> **DOCUMENT PASSAGE**:
Notice: Rank goes 1, 2, 3, 3, 5 — it skips 4 because two people shared rank 3.

DENSE_RANK(): Handle Ties Without Gaps

What It Does

Like RANK but no gaps. Tied rows get the same rank, and the next rank is the next consecutive number.

Example

SELECT name, salary,
       DENSE_RANK() OVER(ORDER BY salary DESC) as dense_rank
FROM employees;

-- name    | salary | dense_rank
-- Carol   | 90000  | 1
-- Dave    | 80000  | 2
-- Bob     | 70000  | 3
-- Eve     | 70000  | 3    <-- tied with Bob
-- Alice   | 60000  | 4    <-- no gap, continues from 3

Notice: Dense rank goes 1, 2, 3, 3, 4 — no gap after the tie.

ROW_NUMBER vs RANK vs DENSE_RANK: Side-by-Side

SELECT name, salary,
       ROW_NUMBER() OVER(ORDER BY salary DESC) as row_num,
       RANK()       OVER(ORDER BY salary DESC) as rank,
       DENSE_RANK() OVER(ORDER BY salary DESC) as dense_rank
FROM employees;

-- name    | salary | row_num | rank | dense_rank
-- Carol   | 90000  | 1       | 1    | 1
-- Dave    | 80000  | 2       | 2    | 2
-- Bob     | 70000  | 3       | 3    | 3
-- Eve     | 70000  | 4       | 3    | 3
-- Alice   | 60000  | 5       | 5    | 4

Function	Ties?	Gaps?	Use When
ROW_NUMBER	No ties (arbitrary)	No gaps	Need unique row numbers, deduplication
RANK	Yes (same rank)	Yes (skips)	Competition ranking (1st, 2nd, tied 3rd, 5th)
DENSE_RANK	Yes (same rank)	No (consecutive)	Need consecutive ranks with ties

NTILE(): Divide Rows into Buckets

What It Does

Divides rows into a specified number of approximately equal groups (buckets) and assigns a bucket number to each row.

Example: Divide Employees into 4 Salary Quartiles

SELECT name, salary,
       NTILE(4) OVER(ORDER BY salary) as quartile
FROM employees;

-- name    | salary | quartile
-- Alice   | 50000  | 1    (bottom 25%)

> **WHAT TO WORK ON**:
(a) Reproduce the section of the SQL window functions passage starting at "Notice: Rank goes" and ending at "next consecutive number.".
(b) Resume the SQL window functions passage after its last line.

[Pointing records]
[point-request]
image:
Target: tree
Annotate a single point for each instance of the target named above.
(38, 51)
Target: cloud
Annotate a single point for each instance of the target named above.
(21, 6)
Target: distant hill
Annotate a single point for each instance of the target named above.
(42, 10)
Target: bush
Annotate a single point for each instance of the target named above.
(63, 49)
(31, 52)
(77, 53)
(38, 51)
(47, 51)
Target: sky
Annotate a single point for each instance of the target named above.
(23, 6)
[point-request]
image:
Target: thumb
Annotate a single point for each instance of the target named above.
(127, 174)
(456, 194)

...

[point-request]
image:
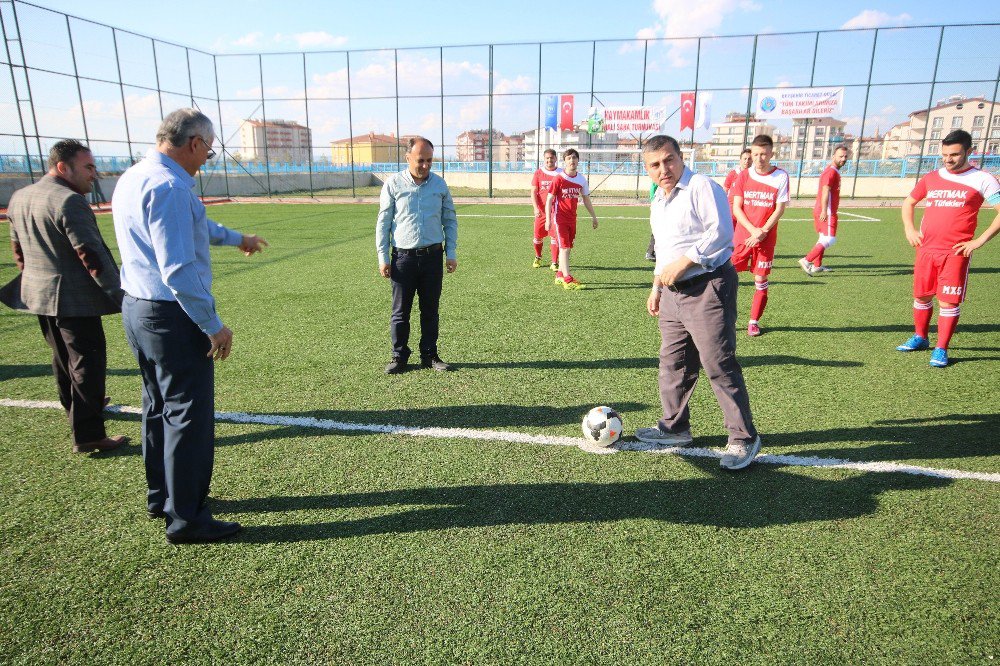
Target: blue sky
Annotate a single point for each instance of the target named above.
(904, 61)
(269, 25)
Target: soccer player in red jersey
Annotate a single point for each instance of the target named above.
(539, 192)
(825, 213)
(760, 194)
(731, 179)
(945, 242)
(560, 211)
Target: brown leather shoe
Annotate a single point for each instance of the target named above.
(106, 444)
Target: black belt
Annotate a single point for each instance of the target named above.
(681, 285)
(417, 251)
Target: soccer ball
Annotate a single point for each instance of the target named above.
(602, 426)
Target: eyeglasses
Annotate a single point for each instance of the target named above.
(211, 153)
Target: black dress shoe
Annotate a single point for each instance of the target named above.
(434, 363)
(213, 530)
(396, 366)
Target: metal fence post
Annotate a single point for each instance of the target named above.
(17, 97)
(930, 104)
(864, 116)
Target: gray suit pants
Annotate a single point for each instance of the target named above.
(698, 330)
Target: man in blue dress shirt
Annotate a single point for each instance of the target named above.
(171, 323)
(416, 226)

> **WRITTEN ANSWERS**:
(a)
Notice: Rank goes 1, 2, 3, 3, 5 — it skips 4 because two people shared rank 3.

DENSE_RANK(): Handle Ties Without Gaps

What It Does

Like RANK but no gaps. Tied rows get the same rank, and the next rank is the next consecutive number.

(b)
-- Bob     | 60000  | 1
-- Carol   | 70000  | 2
-- Dave    | 80000  | 2
-- Eve     | 85000  | 3
-- Frank   | 90000  | 3
-- Grace   | 95000  | 4    (top 25%)
-- Henry   | 100000 | 4

Use Cases

Quartile analysis: Divide customers into quartiles by revenue
Percentile buckets: Split students into top 10%, next 20%, etc.
Load balancing: Distribute records evenly across processing batches

LAG(): Access the Previous Row

What It Does

Returns the value of a column from a previous row in the partition, based on the ORDER BY. Lets you compare the current row with the row before it.

Syntax

LAG(column, offset, default) OVER(
    [PARTITION BY column]
    ORDER BY column
)

column — which column to retrieve from the previous row
offset — how many rows back (default: 1)
default — value to return if there is no previous row (default: NULL)

Example: Compare Each Month Sales with Previous Month

SELECT month, revenue,
       LAG(revenue, 1, 0) OVER(ORDER BY month) as prev_month_revenue,
       revenue - LAG(revenue, 1, 0) OVER(ORDER BY month) as month_over_month_change
FROM monthly_sales;

-- month   | revenue | prev_month_revenue | month_over_month_change
-- 2026-01 | 50000   | 0                  | 50000    (no previous, default 0)
-- 2026-02 | 55000   | 50000              | 5000     (+5000 growth)
-- 2026-03 | 48000   | 55000              | -7000    (-7000 decline)
-- 2026-04 | 62000   | 48000              | 14000    (+14000 growth)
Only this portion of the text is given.